» **Set problem**
Please print exactly the lines running from the one that contains "Mark one point on every instance of the ceiling fan blade" to the end of the data, with both lines included.

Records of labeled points
● ● ● ● ●
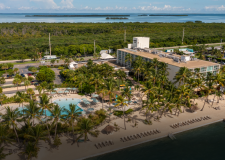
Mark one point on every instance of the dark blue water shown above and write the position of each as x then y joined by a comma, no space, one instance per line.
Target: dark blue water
20,17
205,143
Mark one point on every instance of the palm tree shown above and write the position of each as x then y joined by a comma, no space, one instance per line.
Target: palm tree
96,79
56,114
103,92
5,66
32,111
121,101
72,114
26,84
16,81
39,88
30,92
45,105
86,126
22,97
5,136
2,80
10,117
16,70
37,133
31,150
110,87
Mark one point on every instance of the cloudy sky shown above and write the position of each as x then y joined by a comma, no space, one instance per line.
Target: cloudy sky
114,6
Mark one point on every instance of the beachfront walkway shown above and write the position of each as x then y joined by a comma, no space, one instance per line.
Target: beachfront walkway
67,151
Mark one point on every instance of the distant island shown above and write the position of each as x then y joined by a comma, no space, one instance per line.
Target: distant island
77,15
116,18
143,15
166,15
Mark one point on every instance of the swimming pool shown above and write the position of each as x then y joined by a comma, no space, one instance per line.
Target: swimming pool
64,102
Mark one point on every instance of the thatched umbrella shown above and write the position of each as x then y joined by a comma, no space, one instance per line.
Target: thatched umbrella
108,129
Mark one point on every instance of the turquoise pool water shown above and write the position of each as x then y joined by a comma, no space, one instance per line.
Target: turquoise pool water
64,102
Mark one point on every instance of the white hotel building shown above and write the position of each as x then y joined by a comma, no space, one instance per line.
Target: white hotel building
140,47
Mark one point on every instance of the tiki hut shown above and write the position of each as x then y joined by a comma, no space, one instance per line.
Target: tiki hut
108,129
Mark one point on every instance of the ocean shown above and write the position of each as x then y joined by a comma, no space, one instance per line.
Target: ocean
204,143
134,17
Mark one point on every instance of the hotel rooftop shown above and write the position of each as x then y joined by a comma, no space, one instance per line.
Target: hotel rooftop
169,58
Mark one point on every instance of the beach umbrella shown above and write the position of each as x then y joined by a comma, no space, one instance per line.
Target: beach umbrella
108,129
95,95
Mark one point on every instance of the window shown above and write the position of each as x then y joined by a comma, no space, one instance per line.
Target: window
203,69
216,68
210,68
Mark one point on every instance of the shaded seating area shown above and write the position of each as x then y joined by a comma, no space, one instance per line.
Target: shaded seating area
108,129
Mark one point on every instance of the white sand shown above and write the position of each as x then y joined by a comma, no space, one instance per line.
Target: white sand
67,151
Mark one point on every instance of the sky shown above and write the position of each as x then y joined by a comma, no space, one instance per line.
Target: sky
112,6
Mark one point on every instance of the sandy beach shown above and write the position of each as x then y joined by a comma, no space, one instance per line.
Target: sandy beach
69,151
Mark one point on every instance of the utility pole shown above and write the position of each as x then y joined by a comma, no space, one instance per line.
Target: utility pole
94,46
124,35
149,42
183,36
49,45
84,52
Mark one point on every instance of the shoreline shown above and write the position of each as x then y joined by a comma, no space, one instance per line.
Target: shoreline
106,152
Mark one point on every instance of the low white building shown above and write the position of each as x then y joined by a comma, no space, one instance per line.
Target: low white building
139,42
73,65
106,56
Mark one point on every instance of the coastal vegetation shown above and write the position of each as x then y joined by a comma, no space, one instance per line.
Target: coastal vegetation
24,40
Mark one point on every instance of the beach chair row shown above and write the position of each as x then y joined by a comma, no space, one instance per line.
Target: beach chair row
104,144
191,121
140,135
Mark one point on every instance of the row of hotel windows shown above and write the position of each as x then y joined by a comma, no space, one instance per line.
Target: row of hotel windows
212,69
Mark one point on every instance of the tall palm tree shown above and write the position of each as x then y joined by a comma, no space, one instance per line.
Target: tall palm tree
17,82
30,92
45,105
22,97
97,80
121,102
72,114
85,127
26,84
103,92
10,117
5,136
56,114
37,133
32,111
110,87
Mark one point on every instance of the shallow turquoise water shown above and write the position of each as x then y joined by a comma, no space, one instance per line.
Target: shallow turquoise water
205,143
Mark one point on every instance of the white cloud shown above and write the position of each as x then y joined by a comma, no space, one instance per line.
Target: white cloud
24,8
2,6
67,4
215,8
48,4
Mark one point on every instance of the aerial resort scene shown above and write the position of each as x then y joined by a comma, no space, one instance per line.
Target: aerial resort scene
85,80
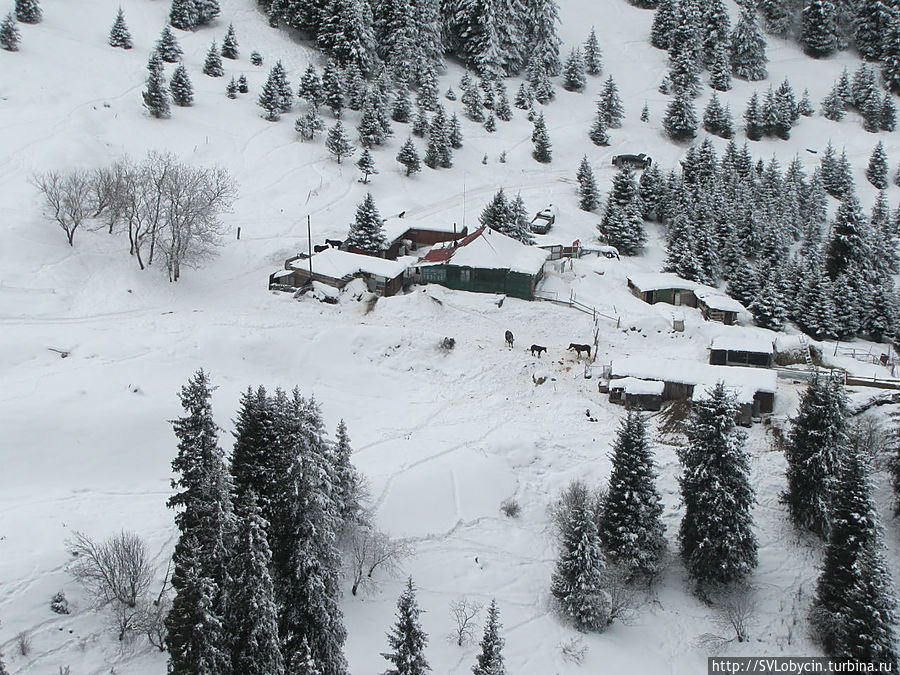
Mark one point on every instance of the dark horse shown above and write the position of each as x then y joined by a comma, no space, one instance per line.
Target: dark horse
581,348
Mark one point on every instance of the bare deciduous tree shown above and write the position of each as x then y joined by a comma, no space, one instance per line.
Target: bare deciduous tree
464,612
116,572
370,549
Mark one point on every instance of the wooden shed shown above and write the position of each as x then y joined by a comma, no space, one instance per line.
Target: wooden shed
485,261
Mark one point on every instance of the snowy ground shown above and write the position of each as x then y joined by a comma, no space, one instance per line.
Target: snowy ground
442,437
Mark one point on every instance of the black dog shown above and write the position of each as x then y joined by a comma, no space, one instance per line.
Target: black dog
581,348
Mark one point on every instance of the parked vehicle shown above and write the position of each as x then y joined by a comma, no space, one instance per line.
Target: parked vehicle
544,220
640,161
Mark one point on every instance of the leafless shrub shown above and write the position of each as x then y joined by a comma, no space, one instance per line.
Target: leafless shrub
510,507
370,550
115,572
67,198
464,612
573,651
23,642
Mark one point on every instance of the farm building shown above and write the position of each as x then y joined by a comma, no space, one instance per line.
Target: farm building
336,268
673,290
754,388
635,393
485,262
742,349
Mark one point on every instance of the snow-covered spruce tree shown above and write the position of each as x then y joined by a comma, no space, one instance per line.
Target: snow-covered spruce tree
748,47
816,446
180,86
577,581
338,142
877,170
212,66
9,34
854,611
183,14
593,55
541,140
367,230
818,33
156,97
230,44
680,121
665,21
490,660
252,616
409,157
28,11
610,103
574,79
407,640
118,34
167,46
631,525
196,641
588,192
718,545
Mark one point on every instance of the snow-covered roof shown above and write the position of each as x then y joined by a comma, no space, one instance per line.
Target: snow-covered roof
632,385
337,264
656,281
742,341
488,249
690,372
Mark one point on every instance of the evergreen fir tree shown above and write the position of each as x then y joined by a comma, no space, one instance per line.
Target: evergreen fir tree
366,165
9,34
593,56
28,11
680,121
854,610
748,47
167,46
229,44
338,143
118,34
407,639
574,71
490,660
213,64
717,540
156,97
610,103
542,150
631,526
818,33
367,230
877,171
183,14
588,192
252,613
577,581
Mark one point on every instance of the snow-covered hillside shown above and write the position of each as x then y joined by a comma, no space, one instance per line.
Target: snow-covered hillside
442,437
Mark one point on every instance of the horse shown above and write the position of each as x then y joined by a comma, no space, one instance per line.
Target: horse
580,348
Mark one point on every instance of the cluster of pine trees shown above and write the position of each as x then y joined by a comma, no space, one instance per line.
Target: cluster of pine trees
853,613
256,566
737,220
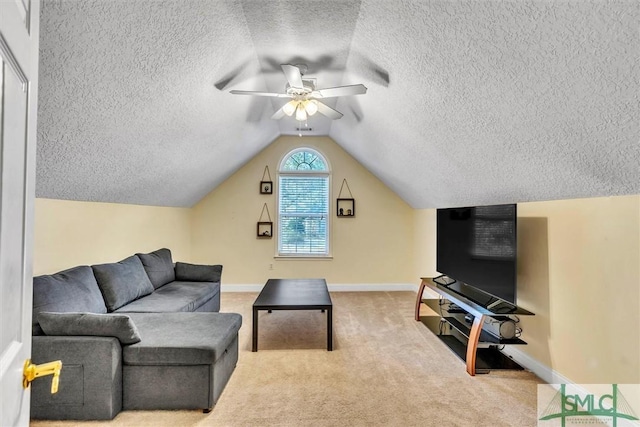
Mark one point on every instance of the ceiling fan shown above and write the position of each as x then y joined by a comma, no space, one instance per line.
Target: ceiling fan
305,98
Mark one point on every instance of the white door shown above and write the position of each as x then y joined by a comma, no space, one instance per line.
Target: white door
19,25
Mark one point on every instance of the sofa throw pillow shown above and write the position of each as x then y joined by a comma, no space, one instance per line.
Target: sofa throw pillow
122,282
159,267
90,324
74,289
198,273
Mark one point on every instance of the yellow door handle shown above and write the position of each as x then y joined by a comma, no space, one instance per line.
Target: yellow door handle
31,372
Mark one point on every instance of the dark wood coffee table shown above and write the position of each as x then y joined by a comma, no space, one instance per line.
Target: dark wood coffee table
294,294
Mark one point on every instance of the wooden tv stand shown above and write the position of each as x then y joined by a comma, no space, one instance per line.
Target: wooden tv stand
450,325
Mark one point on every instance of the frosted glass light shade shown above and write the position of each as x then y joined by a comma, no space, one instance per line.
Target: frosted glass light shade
289,108
301,114
311,107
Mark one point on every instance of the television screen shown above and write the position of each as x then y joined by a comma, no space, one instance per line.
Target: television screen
478,246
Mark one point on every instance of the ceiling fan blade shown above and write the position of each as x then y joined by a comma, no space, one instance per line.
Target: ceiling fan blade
325,110
249,92
339,91
278,114
292,73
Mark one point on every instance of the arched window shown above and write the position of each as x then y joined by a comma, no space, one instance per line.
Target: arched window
303,204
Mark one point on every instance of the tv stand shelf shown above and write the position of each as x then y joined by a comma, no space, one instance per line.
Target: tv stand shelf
477,347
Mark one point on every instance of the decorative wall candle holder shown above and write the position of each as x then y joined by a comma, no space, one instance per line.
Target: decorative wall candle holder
345,207
266,185
264,229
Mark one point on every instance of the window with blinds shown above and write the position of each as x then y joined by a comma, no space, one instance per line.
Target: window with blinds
303,205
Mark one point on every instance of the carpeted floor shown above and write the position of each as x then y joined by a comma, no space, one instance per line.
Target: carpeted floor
386,370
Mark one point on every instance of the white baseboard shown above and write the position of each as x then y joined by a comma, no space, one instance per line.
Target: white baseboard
540,369
333,287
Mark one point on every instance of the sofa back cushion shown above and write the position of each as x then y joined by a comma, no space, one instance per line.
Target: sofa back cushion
75,289
159,267
198,273
122,282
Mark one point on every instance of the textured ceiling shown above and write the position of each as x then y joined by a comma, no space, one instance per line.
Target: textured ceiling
469,102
● ● ● ● ●
» **The solution**
Mark one point on every instance of the ceiling fan blade shown above and write the position of each as x then y joined by a comma, no space, one instance per line.
Target: ceiling fan blade
325,110
249,92
339,91
278,114
292,73
Mark one point on every instance of the arched window shown above and write the position of each as x then y joined by a comma, no space, one instance per line.
Target: arched window
303,204
Mark one point on every instance of the tv stand shelf shown above and write the position of each as x then y joined by a comma, no space, one instance per line.
Target: tv stand shelf
477,347
Mark one point on every instance of the decorative wall candle holder shown above and write the position of each as x then y joined by a comma, no space, one instance per line.
Target: decorative wall candle holder
345,207
266,185
264,229
Mark one point on every instance of the window with blinds shown above and write the position of each as x then y joined by a comma, no space, one instance per line.
Target: window with blinds
303,205
Mark one point on every instance of the carpeted floor shown above and write the position of each as x then y joined by a comma, no space, one instance per line.
Target: carpeted floor
386,370
Mark one point on every instance of the white baseboard shown above and write the position of each as x then y joined by a comma, no space, one instance per line.
Target: white baseboard
540,369
333,287
Mark one point on every instance of the sofa back cushion shown above and write the position of each as x then y joined by a comma, no space, one instance per line.
Target: sofa back cushion
75,289
159,267
198,273
122,282
Mark one point on every instance of the textured ceiling shown above and write the position of each as x then y joined by a comma, no space, one instance per line.
Target: textured ceiling
469,102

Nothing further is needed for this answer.